start Supplied records
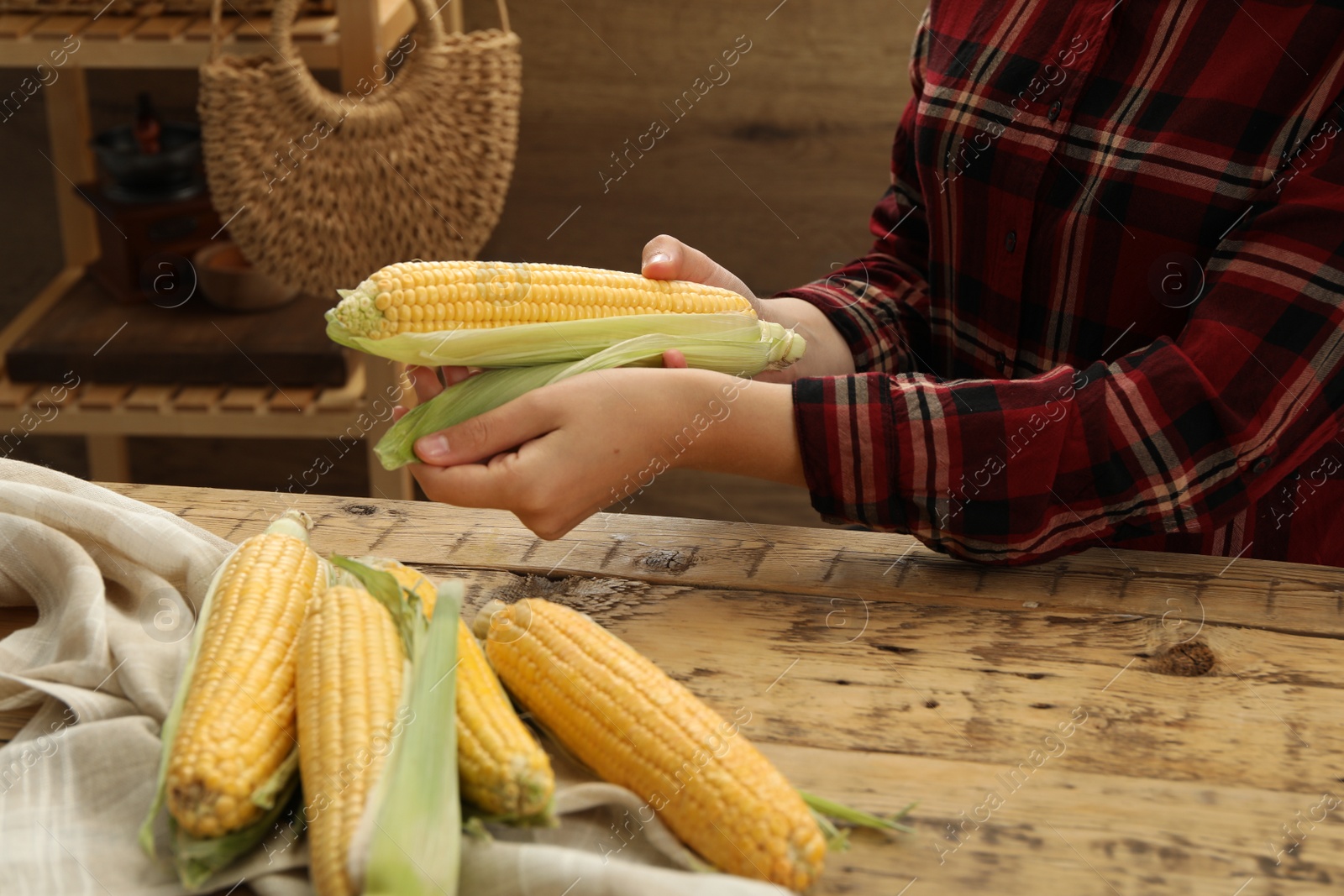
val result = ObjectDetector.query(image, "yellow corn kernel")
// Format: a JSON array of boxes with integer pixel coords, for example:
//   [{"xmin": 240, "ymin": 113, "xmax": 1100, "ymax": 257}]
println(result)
[
  {"xmin": 336, "ymin": 260, "xmax": 754, "ymax": 338},
  {"xmin": 166, "ymin": 511, "xmax": 327, "ymax": 837},
  {"xmin": 297, "ymin": 585, "xmax": 406, "ymax": 896},
  {"xmin": 477, "ymin": 598, "xmax": 827, "ymax": 891}
]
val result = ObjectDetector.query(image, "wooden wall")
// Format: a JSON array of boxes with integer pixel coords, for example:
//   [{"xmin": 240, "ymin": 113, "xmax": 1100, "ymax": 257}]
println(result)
[{"xmin": 466, "ymin": 0, "xmax": 922, "ymax": 294}]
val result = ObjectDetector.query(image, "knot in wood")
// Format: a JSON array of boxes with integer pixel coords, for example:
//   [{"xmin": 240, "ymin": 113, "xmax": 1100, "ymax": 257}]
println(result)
[{"xmin": 1147, "ymin": 641, "xmax": 1216, "ymax": 679}]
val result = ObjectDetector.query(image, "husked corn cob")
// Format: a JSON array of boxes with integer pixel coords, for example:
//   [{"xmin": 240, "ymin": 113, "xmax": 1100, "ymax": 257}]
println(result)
[
  {"xmin": 297, "ymin": 585, "xmax": 406, "ymax": 896},
  {"xmin": 477, "ymin": 599, "xmax": 827, "ymax": 891},
  {"xmin": 165, "ymin": 511, "xmax": 327, "ymax": 837},
  {"xmin": 365, "ymin": 558, "xmax": 555, "ymax": 818},
  {"xmin": 334, "ymin": 260, "xmax": 755, "ymax": 338}
]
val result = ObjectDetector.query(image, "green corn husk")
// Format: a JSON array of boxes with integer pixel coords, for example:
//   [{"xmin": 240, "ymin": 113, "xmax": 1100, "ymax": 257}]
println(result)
[
  {"xmin": 139, "ymin": 511, "xmax": 317, "ymax": 889},
  {"xmin": 374, "ymin": 327, "xmax": 806, "ymax": 470},
  {"xmin": 332, "ymin": 556, "xmax": 462, "ymax": 896},
  {"xmin": 327, "ymin": 308, "xmax": 785, "ymax": 367}
]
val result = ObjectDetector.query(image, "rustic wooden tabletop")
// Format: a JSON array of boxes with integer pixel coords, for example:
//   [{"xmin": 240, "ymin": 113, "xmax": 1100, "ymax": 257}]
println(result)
[{"xmin": 0, "ymin": 485, "xmax": 1344, "ymax": 896}]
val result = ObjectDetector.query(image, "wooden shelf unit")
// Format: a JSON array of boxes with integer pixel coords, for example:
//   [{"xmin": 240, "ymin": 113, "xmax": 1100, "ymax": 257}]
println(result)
[
  {"xmin": 0, "ymin": 0, "xmax": 415, "ymax": 70},
  {"xmin": 0, "ymin": 0, "xmax": 413, "ymax": 498}
]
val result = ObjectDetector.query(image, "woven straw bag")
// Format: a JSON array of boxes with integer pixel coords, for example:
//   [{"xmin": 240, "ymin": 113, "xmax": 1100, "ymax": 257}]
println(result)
[{"xmin": 199, "ymin": 0, "xmax": 522, "ymax": 300}]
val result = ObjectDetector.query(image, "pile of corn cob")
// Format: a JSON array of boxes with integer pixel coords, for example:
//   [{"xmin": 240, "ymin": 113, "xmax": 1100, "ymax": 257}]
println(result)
[
  {"xmin": 327, "ymin": 260, "xmax": 806, "ymax": 469},
  {"xmin": 139, "ymin": 511, "xmax": 896, "ymax": 896}
]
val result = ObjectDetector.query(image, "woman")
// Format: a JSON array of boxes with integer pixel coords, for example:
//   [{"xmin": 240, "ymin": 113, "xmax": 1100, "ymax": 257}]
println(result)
[{"xmin": 397, "ymin": 0, "xmax": 1344, "ymax": 565}]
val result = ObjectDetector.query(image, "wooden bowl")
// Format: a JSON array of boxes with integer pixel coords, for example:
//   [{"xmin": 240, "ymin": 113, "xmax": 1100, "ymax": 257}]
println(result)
[{"xmin": 192, "ymin": 244, "xmax": 298, "ymax": 312}]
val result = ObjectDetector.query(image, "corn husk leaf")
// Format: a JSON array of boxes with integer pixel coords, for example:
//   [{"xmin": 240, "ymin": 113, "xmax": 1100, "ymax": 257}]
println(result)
[
  {"xmin": 374, "ymin": 327, "xmax": 806, "ymax": 470},
  {"xmin": 327, "ymin": 311, "xmax": 780, "ymax": 367},
  {"xmin": 344, "ymin": 577, "xmax": 462, "ymax": 896},
  {"xmin": 798, "ymin": 790, "xmax": 916, "ymax": 849}
]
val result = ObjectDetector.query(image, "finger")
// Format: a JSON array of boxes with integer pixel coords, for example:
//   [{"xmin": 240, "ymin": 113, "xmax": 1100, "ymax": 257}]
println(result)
[
  {"xmin": 406, "ymin": 364, "xmax": 444, "ymax": 403},
  {"xmin": 640, "ymin": 233, "xmax": 754, "ymax": 298},
  {"xmin": 438, "ymin": 367, "xmax": 475, "ymax": 385},
  {"xmin": 415, "ymin": 392, "xmax": 555, "ymax": 466}
]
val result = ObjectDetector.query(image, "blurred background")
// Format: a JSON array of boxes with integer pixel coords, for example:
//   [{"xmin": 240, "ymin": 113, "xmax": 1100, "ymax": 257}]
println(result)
[{"xmin": 0, "ymin": 0, "xmax": 922, "ymax": 525}]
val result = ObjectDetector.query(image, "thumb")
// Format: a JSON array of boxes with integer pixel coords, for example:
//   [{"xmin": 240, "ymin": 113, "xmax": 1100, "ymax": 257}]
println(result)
[{"xmin": 641, "ymin": 233, "xmax": 755, "ymax": 298}]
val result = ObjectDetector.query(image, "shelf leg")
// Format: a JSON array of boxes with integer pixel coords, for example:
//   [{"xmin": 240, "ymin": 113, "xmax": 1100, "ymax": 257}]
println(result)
[
  {"xmin": 85, "ymin": 435, "xmax": 130, "ymax": 482},
  {"xmin": 336, "ymin": 0, "xmax": 386, "ymax": 90},
  {"xmin": 365, "ymin": 354, "xmax": 415, "ymax": 501},
  {"xmin": 45, "ymin": 65, "xmax": 98, "ymax": 267}
]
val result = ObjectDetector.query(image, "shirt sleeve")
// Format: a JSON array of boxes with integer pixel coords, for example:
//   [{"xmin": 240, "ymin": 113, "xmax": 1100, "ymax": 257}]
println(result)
[
  {"xmin": 775, "ymin": 11, "xmax": 932, "ymax": 374},
  {"xmin": 795, "ymin": 110, "xmax": 1344, "ymax": 563}
]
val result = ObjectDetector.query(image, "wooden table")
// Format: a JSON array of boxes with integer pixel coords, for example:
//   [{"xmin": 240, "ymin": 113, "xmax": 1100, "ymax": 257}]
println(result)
[{"xmin": 0, "ymin": 485, "xmax": 1344, "ymax": 896}]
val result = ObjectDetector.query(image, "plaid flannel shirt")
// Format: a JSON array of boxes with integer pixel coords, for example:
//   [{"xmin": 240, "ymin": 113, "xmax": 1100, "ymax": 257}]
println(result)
[{"xmin": 784, "ymin": 0, "xmax": 1344, "ymax": 565}]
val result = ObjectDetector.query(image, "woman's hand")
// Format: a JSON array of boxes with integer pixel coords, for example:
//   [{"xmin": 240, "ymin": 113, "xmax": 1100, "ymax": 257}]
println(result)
[
  {"xmin": 407, "ymin": 367, "xmax": 804, "ymax": 538},
  {"xmin": 641, "ymin": 233, "xmax": 853, "ymax": 383}
]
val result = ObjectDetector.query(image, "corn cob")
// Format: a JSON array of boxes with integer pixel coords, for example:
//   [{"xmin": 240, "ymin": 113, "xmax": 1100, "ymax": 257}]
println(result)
[
  {"xmin": 477, "ymin": 599, "xmax": 827, "ymax": 891},
  {"xmin": 323, "ymin": 260, "xmax": 754, "ymax": 340},
  {"xmin": 297, "ymin": 584, "xmax": 406, "ymax": 896},
  {"xmin": 165, "ymin": 511, "xmax": 327, "ymax": 837},
  {"xmin": 361, "ymin": 558, "xmax": 555, "ymax": 818}
]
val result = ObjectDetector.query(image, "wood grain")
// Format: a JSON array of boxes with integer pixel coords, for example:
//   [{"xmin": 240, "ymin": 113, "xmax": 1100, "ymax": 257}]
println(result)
[
  {"xmin": 466, "ymin": 0, "xmax": 923, "ymax": 294},
  {"xmin": 0, "ymin": 485, "xmax": 1344, "ymax": 896}
]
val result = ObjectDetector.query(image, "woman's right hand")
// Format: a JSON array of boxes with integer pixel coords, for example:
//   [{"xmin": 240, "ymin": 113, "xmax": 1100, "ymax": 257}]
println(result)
[{"xmin": 641, "ymin": 233, "xmax": 853, "ymax": 383}]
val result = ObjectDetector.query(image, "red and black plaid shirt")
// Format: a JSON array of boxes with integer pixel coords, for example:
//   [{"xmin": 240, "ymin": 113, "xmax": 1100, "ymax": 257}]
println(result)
[{"xmin": 785, "ymin": 0, "xmax": 1344, "ymax": 565}]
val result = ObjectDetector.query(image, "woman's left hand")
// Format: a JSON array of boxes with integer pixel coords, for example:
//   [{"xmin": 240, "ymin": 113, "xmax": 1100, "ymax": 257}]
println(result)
[{"xmin": 397, "ymin": 359, "xmax": 802, "ymax": 538}]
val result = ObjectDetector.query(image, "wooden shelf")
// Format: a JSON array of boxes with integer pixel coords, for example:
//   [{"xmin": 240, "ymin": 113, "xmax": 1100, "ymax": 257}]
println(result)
[
  {"xmin": 0, "ymin": 267, "xmax": 370, "ymax": 441},
  {"xmin": 0, "ymin": 0, "xmax": 415, "ymax": 69}
]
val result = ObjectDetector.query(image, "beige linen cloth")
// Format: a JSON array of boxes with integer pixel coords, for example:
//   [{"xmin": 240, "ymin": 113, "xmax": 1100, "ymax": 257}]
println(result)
[{"xmin": 0, "ymin": 459, "xmax": 786, "ymax": 896}]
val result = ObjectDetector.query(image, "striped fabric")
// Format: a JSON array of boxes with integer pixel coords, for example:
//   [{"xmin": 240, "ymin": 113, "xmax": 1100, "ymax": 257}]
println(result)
[{"xmin": 785, "ymin": 0, "xmax": 1344, "ymax": 565}]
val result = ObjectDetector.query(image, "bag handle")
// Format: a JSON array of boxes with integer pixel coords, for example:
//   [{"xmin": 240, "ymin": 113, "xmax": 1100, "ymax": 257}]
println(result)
[{"xmin": 208, "ymin": 0, "xmax": 512, "ymax": 63}]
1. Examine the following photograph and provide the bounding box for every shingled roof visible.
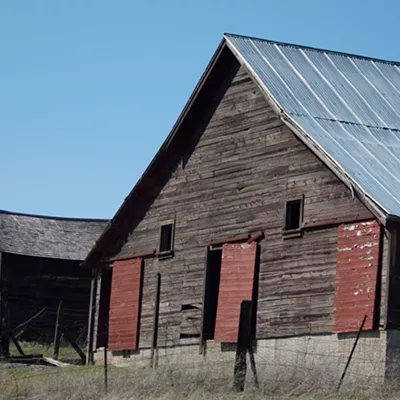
end Supplied records
■ Problem to work on
Show each line of the listing above that contains the string "woman".

■ Response to the task
val result = ObjectDetector.query(image, "woman")
val result = ObjectDetector.query(image, "woman's hand")
val result = ObjectDetector.query(image, "woman's right hand")
val result = ObjectDetector.query(image, "woman's left hand")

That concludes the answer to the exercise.